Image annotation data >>
* * * * *
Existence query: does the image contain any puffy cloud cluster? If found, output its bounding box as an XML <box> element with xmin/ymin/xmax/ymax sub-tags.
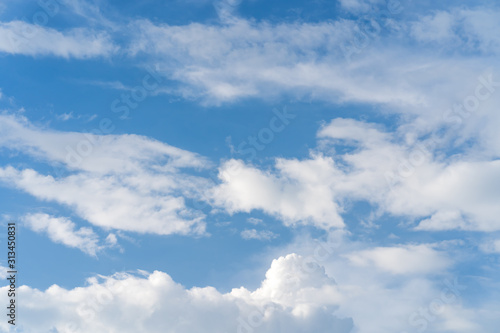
<box><xmin>0</xmin><ymin>254</ymin><xmax>352</xmax><ymax>333</ymax></box>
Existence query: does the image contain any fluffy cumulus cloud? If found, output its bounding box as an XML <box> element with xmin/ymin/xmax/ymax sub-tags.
<box><xmin>241</xmin><ymin>229</ymin><xmax>278</xmax><ymax>241</ymax></box>
<box><xmin>0</xmin><ymin>254</ymin><xmax>353</xmax><ymax>333</ymax></box>
<box><xmin>0</xmin><ymin>116</ymin><xmax>207</xmax><ymax>234</ymax></box>
<box><xmin>348</xmin><ymin>244</ymin><xmax>451</xmax><ymax>275</ymax></box>
<box><xmin>0</xmin><ymin>243</ymin><xmax>498</xmax><ymax>333</ymax></box>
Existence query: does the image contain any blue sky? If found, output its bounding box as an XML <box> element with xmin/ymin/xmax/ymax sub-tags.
<box><xmin>0</xmin><ymin>0</ymin><xmax>500</xmax><ymax>333</ymax></box>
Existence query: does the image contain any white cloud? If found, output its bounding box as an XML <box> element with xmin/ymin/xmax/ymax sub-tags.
<box><xmin>0</xmin><ymin>255</ymin><xmax>352</xmax><ymax>333</ymax></box>
<box><xmin>241</xmin><ymin>229</ymin><xmax>278</xmax><ymax>240</ymax></box>
<box><xmin>23</xmin><ymin>214</ymin><xmax>107</xmax><ymax>257</ymax></box>
<box><xmin>247</xmin><ymin>217</ymin><xmax>264</xmax><ymax>225</ymax></box>
<box><xmin>347</xmin><ymin>244</ymin><xmax>451</xmax><ymax>275</ymax></box>
<box><xmin>212</xmin><ymin>157</ymin><xmax>344</xmax><ymax>229</ymax></box>
<box><xmin>213</xmin><ymin>119</ymin><xmax>500</xmax><ymax>231</ymax></box>
<box><xmin>0</xmin><ymin>21</ymin><xmax>117</xmax><ymax>59</ymax></box>
<box><xmin>0</xmin><ymin>116</ymin><xmax>208</xmax><ymax>234</ymax></box>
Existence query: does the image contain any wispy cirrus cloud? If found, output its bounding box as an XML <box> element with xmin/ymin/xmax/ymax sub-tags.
<box><xmin>0</xmin><ymin>115</ymin><xmax>208</xmax><ymax>234</ymax></box>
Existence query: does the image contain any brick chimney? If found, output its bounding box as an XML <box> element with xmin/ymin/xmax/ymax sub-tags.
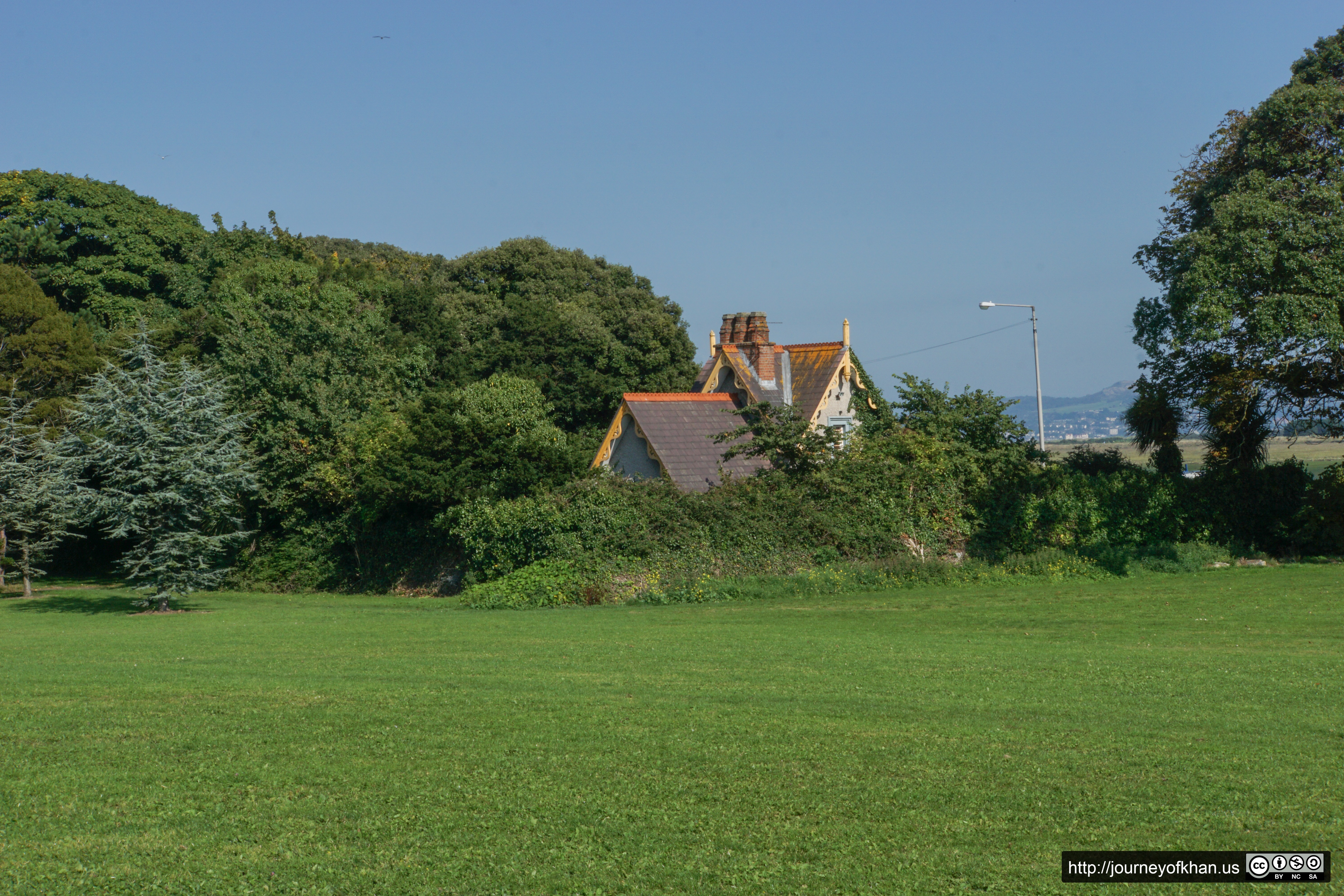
<box><xmin>719</xmin><ymin>314</ymin><xmax>732</xmax><ymax>345</ymax></box>
<box><xmin>746</xmin><ymin>312</ymin><xmax>774</xmax><ymax>380</ymax></box>
<box><xmin>730</xmin><ymin>312</ymin><xmax>747</xmax><ymax>344</ymax></box>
* * * * *
Copy every line of the material above that contains the string "cloud", matching case exactly.

Existence query: does the image contain any puffy cloud cluster? If found, output its bounding box as an XML <box> element with xmin/ymin/xmax/ymax sub-tags.
Existence query: does the image contain any fluffy cumulus cloud? If found, output its bounding box as an XML <box> element with xmin/ymin/xmax/ymax sub-tags.
Existence query: does the image contain any white cloud? If found, output its bounding box as an XML <box> element with xmin/ymin/xmax/ymax sub-tags.
Existence query: does the image contain any wispy cirrus cloud? If found, output its bounding box as an XML <box> element with xmin/ymin/xmax/ymax sub-tags.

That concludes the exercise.